_GIVEN TEXT_

——————————

To avoid confusion, please remember that the comments above have a very short time horizon. Always invest with the primary trend. Gold's primary trend is up, targeting at least $3,130.00; silver's primary is up targeting 16:1 gold/silver ratio or $195.66; stocks' primary trend is down, targeting Dow under 2,900 and worth only one ounce of gold; US$ or US$-denominated assets, primary trend down; real estate in a bubble, primary trend way down. Whenever I write "Stay out of stocks" readers inevitably ask, "Do you mean precious metals mining stocks, too?" No, I don't.

Be advised and warned: Do NOT use these commentaries to trade futures contracts. I don't intend them for that or write them with that outlook. I write them for long-term investors in physical metals. Take them as entertainment, but not as a timing service for futures.

Gold Price Closed Today at 1,776.40 Down -35.70 or -2.0%

Gold Price Close Today : 1,776.40
Change : -35.70 or -2.0%

Silver Price Close Today : 39.11
Change : -1.67 or -4.3%

Platinum Price Close Today : 1,772.00
Change : -41.90 or -2.4%

Palladium Price Close Today : 710.35
Change : -20.85 or -2.9%

Gold Silver Ratio Today : 45.42
Change : 0.98 or 1.02%

Dow Industrial : 11,509.09
Change : 75.91 or 0.7%

US Dollar Index : 76.60
Change : 0.36 or 0.5%

Vacations are wonderfully refreshing, but they take you out of your own place to another. Places, like women, each have their own peculiar beauty, but no matter how beautiful others may be, you always prefer your own. It's good to be home.

Y'all know already that trying to find information on the Internet resembles trying to drink out of a fire hose. But that's nothing new, it's always been that way, trying to pick the important events & causes from the middling-piddling ones. Great traders, I've heard, find a few very reliable indicators & stick with those, & don't vex themselves trying to find out everything about everything.

Now I'm nothing but a natural born fool from Tennessee & don't claim to be anything more, but even I can see that some things are causes, and some effects. If you can spot those CAUSES, then 'tain't too taxing to forecast the effects.

——————————

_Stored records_
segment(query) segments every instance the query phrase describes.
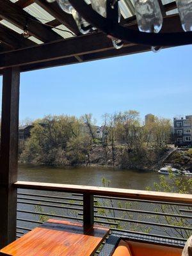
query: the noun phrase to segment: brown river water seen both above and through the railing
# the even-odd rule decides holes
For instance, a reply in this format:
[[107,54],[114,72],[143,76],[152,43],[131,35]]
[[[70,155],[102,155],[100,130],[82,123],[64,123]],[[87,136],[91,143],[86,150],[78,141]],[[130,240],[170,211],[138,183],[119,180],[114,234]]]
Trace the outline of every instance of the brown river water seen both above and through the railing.
[[[152,190],[154,182],[159,181],[159,174],[157,172],[151,171],[141,171],[141,170],[121,170],[106,167],[78,167],[78,168],[51,168],[49,166],[33,166],[33,165],[20,165],[19,166],[19,180],[31,181],[31,182],[51,182],[51,183],[61,183],[61,184],[78,184],[87,186],[103,186],[102,179],[111,180],[109,184],[112,188],[125,188],[125,189],[140,189],[145,190],[147,186],[150,186]],[[168,178],[168,177],[167,177]],[[70,220],[77,221],[76,218],[82,218],[82,208],[81,203],[75,198],[81,198],[81,196],[72,195],[70,193],[56,192],[56,191],[31,191],[28,189],[19,189],[19,193],[30,193],[31,196],[21,195],[18,197],[17,209],[20,211],[17,214],[17,226],[23,228],[35,228],[38,223],[35,221],[46,221],[49,218],[61,218],[65,219],[66,216],[70,216]],[[36,195],[36,196],[35,196]],[[42,197],[41,195],[45,195]],[[60,196],[60,198],[51,198],[50,196]],[[64,199],[65,196],[73,198],[74,202],[78,205],[68,205],[68,202],[72,202],[71,199]],[[33,200],[30,200],[33,198]],[[121,207],[129,208],[134,210],[144,211],[158,211],[161,212],[159,206],[150,203],[136,203],[127,202],[124,200],[108,200],[95,198],[99,204],[108,207]],[[41,202],[41,200],[43,200]],[[46,202],[46,200],[48,200]],[[52,201],[50,201],[52,200]],[[27,202],[27,204],[26,204]],[[28,204],[30,202],[30,204]],[[49,205],[50,204],[50,205]],[[129,205],[127,205],[129,204]],[[67,207],[77,207],[78,209]],[[122,205],[122,206],[120,206]],[[79,209],[79,207],[81,209]],[[178,210],[178,209],[177,209]],[[97,211],[99,211],[97,209]],[[172,212],[167,209],[168,212]],[[113,218],[123,218],[140,220],[140,221],[150,221],[154,223],[165,223],[166,219],[163,216],[156,219],[154,215],[141,214],[140,212],[122,212],[122,211],[106,211],[109,217]],[[79,214],[80,213],[80,214]],[[176,212],[177,213],[177,212]],[[103,215],[97,212],[99,215]],[[33,220],[29,222],[28,220]],[[68,220],[68,219],[67,219]],[[99,220],[99,219],[98,219]],[[101,219],[103,220],[103,219]],[[99,220],[99,221],[101,221]],[[109,221],[107,219],[107,221]],[[113,221],[114,222],[114,221]],[[99,222],[100,223],[100,222]],[[117,224],[116,224],[117,225]],[[148,224],[135,224],[131,221],[120,221],[120,225],[126,230],[135,230],[140,232],[149,232],[151,234],[159,234],[165,236],[170,234],[170,236],[179,236],[173,228],[166,228],[166,233],[162,227],[157,227],[156,225]],[[117,227],[117,226],[115,226]],[[147,228],[147,229],[146,229]],[[150,230],[148,230],[150,228]],[[28,230],[24,229],[24,232]],[[181,231],[180,233],[181,234]],[[20,234],[17,234],[20,236]]]

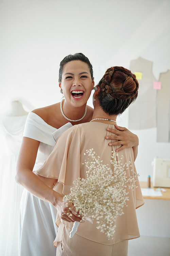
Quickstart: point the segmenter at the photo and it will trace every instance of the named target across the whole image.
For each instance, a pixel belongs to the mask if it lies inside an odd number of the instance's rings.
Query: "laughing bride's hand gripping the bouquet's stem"
[[[63,221],[67,222],[80,222],[81,216],[79,213],[75,211],[75,208],[72,203],[64,203],[63,204],[63,197],[57,199],[57,212]],[[79,216],[79,217],[78,217]]]

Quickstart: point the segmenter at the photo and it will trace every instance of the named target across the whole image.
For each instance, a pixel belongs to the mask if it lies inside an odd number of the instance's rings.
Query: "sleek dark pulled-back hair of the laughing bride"
[[[85,63],[87,63],[90,74],[91,74],[91,79],[93,80],[93,67],[89,61],[89,59],[83,54],[83,53],[75,53],[75,54],[69,54],[66,56],[61,62],[60,62],[60,69],[59,69],[59,79],[58,82],[61,83],[62,81],[62,74],[63,74],[63,68],[64,65],[72,60],[81,60]]]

——————————

_SET OF TASKS_
A: Can you recast the paragraph that opens "To avoid confusion" from the precious metals commentary as a short list that keeps its main facts?
B: Would you write what comes next in the precious metals commentary, picking up after its final sentence?
These records have no connection to the precious metals commentary.

_RESULTS BY TASK_
A:
- The preceding comments cover only a very short time horizon; always invest with the primary trend.
- Gold: primary trend up, targeting at least $3,130.00.
- Silver: primary trend up, targeting a 16:1 gold/silver ratio or $195.66.
- Stocks: primary trend down, targeting the Dow under 2,900 and worth only one ounce of gold.
- US$ and US$-denominated assets: primary trend down.
- Real estate: in a bubble, primary trend way down.
- "Stay out of stocks" does not include precious metals mining stocks.

B:
For instance, an Obama speech is not a cause. Shucks, it ain't even an effect. It's just bloviating, whistling, skizzing, steaming, and smoking, & don't mean as much as a wasp buzzing in a jug. Sounds fierce, but can't hurt nor help nobody.

On th'other hand, the sovereign debt crisis over in Europe is a CAUSE (well, actually it's an EFFECT of central banking, but here lately it's assumed the size of a cause). Last week, S&P announced it was downgrading the credit ratings of two of the biggest French banks because of their exposure to Greek sovereign debt, and it was eyeing with jaundice another big one, BNP. Not only that, it was squinting with suspicion at the big German banks. Just to mix things up real special, the Eurocrats announced they wouldn't give Greece its promised next dose of bail out if Greece didn't get on the stick & fire a hundred thousand or so government "workers" & kiss the dirt and kowtow more earnestly. That provoked the appearance of the NEXT cause.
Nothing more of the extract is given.